Cuplikan Dokumen -
* * * *
Prof. Dr. Agustitin Setyobudi, Guru Besar Ekonomi dan Ekonomi Koperasi yang juga Ketua IKP-RI, berpandangta, penguasaan teknologi merupakan sebuah keniscayaan, dan itu merupakan salah satu ikhtiar dalam mewujudkan kesejahteraan anggota. “Pengurus bisa melakukan afiliasi dan aliansi antar koperasi untuk mengembangkan usahanya. Yang penting bagaimana anggota merasa nyaman dan percaya bahwa pengurus bertugas mewujudkan keinginan dan keuntungan,” papar Agustitin.
Diakui mantan Ketua Koperasi Keluarga Guru DKI Jakarta ini, kalangan milenial merupakan entitas tersendiri yang perlu diedukasi dengan nilai-nilai koperasi. Tantangannya adalah, koperasi bagi generasi milenial mungkin bukan hal yang seksi. “Padahal, koperasi masih eksis dan banyak produknya yang masih diminati baik oleh pangsa pasar dalam negeri maupun luar negeri. Namun, pada era digital ini koperasi memiliki sejumlah tantangan agar produknya dapat terus bersaing di era kekinian ini,” papar Agustitin.
Untuk itu, kalangan koperasi harus mampu menerapkan beberapa strategi dalam era millenial ini. Antara lain, harus mampu menjadi badan usaha yang ‘seksi’ agar menarik bagi generasi milenial, eksis dan memiliki banyak produk yang diminati baik oleh pangsa pasar dalam negeri maupun luar negeri, hingga menjadi solusi bagi anggotanya dan mampu memberikan kontribusi kepada masyarakat.
Guru besar di bidang perkoperasian ini mengimbuhkan, karakter pengurus tidak dipandang dari usia, tua atau muda. Jika bisa menyesuaikan dengan kemajuan zaman atau era milenial, tak masalah, malah itu yang dibutuhkan. “Sebaliknya, jika tak mampu mengembangkan diri, dia termasuk golongan purna milenial, harus diganti”.
Dalam kesempatan yang sama, Suroto, Ketua AKSES, mengkritik kecenderungan platform atau marketplace hari ini yang cenderung menguntungkan pemilik platform belaka. Di sisi lain, provider serta user sama-sama menjadi komoditi bagi platform tersebut. Dia menawarkan proposal pentingnya mengembangkan coop platform untuk menjawab tantangan zaman.
* * * *
Latihan -
(a) Salin bagian cuplikan dokumen mulai dari "Untuk itu, kalangan" sampai dengan "kontribusi kepada masyarakat.", tanpa mengubah satu kata atau tanda baca pun.
(b) Tentukan apakah tiap pernyataan ini sesuai dengan cuplikan dokumen, lalu jawab ya atau tidak beserta kutipan kata penentunya dari cuplikan tersebut: (i) Menurut Agustitin, karakter pengurus dinilai dari usianya; (ii) Suroto adalah Ketua AKSES; (iii) Suroto menilai platform atau marketplace hari ini cenderung menguntungkan penggunanya.
Baris-baris berikut tidak diperlukan.
* * * *
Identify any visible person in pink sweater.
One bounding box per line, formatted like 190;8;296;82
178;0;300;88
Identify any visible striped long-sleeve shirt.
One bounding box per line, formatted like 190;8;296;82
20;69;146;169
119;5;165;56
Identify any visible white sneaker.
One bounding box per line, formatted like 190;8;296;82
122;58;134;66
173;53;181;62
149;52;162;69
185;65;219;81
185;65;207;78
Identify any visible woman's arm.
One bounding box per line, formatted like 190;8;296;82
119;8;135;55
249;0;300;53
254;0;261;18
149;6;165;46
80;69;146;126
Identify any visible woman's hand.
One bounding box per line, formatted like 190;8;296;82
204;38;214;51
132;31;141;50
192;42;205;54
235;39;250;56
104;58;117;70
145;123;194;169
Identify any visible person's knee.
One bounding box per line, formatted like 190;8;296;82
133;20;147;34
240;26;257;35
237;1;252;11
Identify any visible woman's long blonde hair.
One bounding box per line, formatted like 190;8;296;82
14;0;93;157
* * * *
Jawaban per Tugas -
(a)
Untuk itu, kalangan koperasi harus mampu menerapkan beberapa strategi dalam era millenial ini. Antara lain, harus mampu menjadi badan usaha yang ‘seksi’ agar menarik bagi generasi milenial, eksis dan memiliki banyak produk yang diminati baik oleh pangsa pasar dalam negeri maupun luar negeri, hingga menjadi solusi bagi anggotanya dan mampu memberikan kontribusi kepada masyarakat.

(b)
(i) Tidak: "karakter pengurus tidak dipandang dari usia, tua atau muda".
(ii) Ya: "Suroto, Ketua AKSES".
(iii) Tidak: "cenderung menguntungkan pemilik platform belaka".